Article:
———
We just assume the "fuel" of debris is unlimited in terms of the plot.

Computing the number of impacts:

40,000 km circumference at the equator divided by 10km for the impact zone (simplifying to a line here).

4000 impact zones being hit once per hour = 4000 impacts around the equator per hour. Each zone is hit by about 24 impacts per day (24h/day).

For fun: 4000 * 24 = 96,000 impacts per day around the equator, times 365 days = 35,040,000 (35 mio.) impacts per year around the equator.

Impact Severity:

Refering to this crater simulation calculator. Further Info on Wikipedia on Impact Events.

----input---- 
Diameter: 0.1m (a big apple)
Density: 2.5g/cm³ (something like "stone")
Speed: 11km/s ("reversed" earth's escape velocity, meaning just dropped, no extra velocity)
Angle: 90° (worst case, straight line down)
----computed----
Mass: ~1.0kg
Kinetic energy: ~80,000 Joules (~22Wh, approx. one laptop battery charge)
Crater diameter: ~1.3m  (~4ft)
Crater depth: ~0.3m (~1ft)
Ejecta spread: ~3m (~10ft)

This almost scales linearly. At 1m diameter, the mass would be around 1000kg, the crater about 10m in diameter and 3m deep, ejecta spread around 30m. Also increasing the impactor speed to 30km/s did not do much to the results (most notably: spread increasing to about 40m)

Problematic situation:

If the ejecta of the craters is so much material that dust and dirt and other particles are spread through the atmosphere, blocking sunlight in the worst case.

For Reference: Global effects might occur with ejecta spread of 10km and above (that is the flying altitude of passenger airplanes). 100km would mean a global spread throughout the whole atmosphere (at 100km altitude, atmosphere ends and space is supposed to start), most likely guaranteeing a "fallout winter" scenario (That happened with the Chixulub impactor; a 10km asteroid hitting earth 66mio. years ago, the infamous "dinosaur-killer")

Real situation:

Most of the impacts at the equator will hit ocean water (I assume well above 90% of events). This makes a nice "splishy" sound, but there will be no particle ejecta shot into the atmosphere. Marine life will probably file complaints ;)
———
Required task:
Reproduce the debris-impact estimate word for word, starting at the words "40,000 km circumference" and ending after "on Impact Events.".

Stored data:
———
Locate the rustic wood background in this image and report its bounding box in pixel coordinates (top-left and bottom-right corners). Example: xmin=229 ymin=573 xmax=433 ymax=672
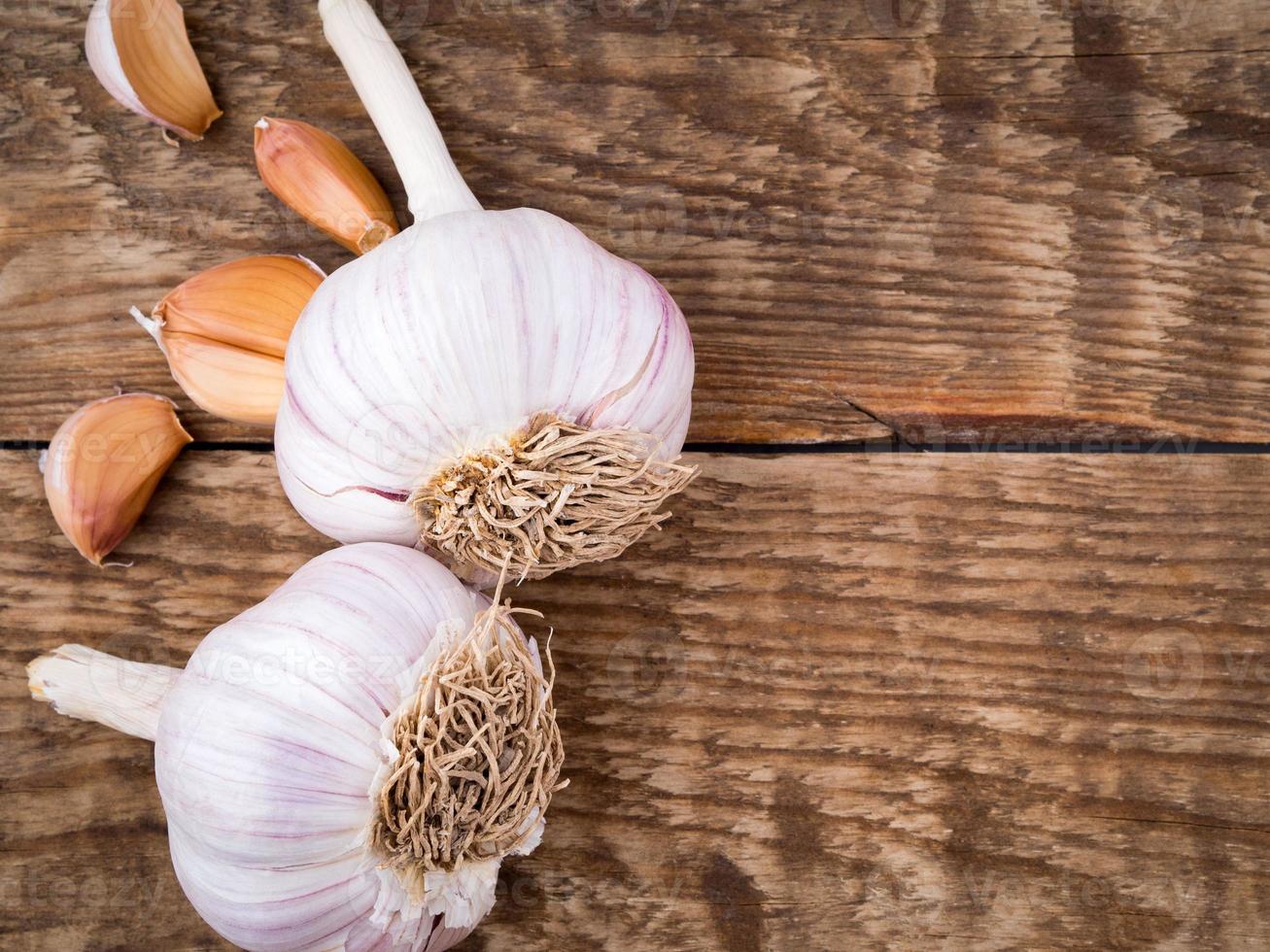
xmin=0 ymin=0 xmax=1270 ymax=952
———
Exercise solution:
40,000 km circumference at the equator divided by 10km for the impact zone (simplifying to a line here).

4000 impact zones being hit once per hour = 4000 impacts around the equator per hour. Each zone is hit by about 24 impacts per day (24h/day).

For fun: 4000 * 24 = 96,000 impacts per day around the equator, times 365 days = 35,040,000 (35 mio.) impacts per year around the equator.

Impact Severity:

Refering to this crater simulation calculator. Further Info on Wikipedia on Impact Events.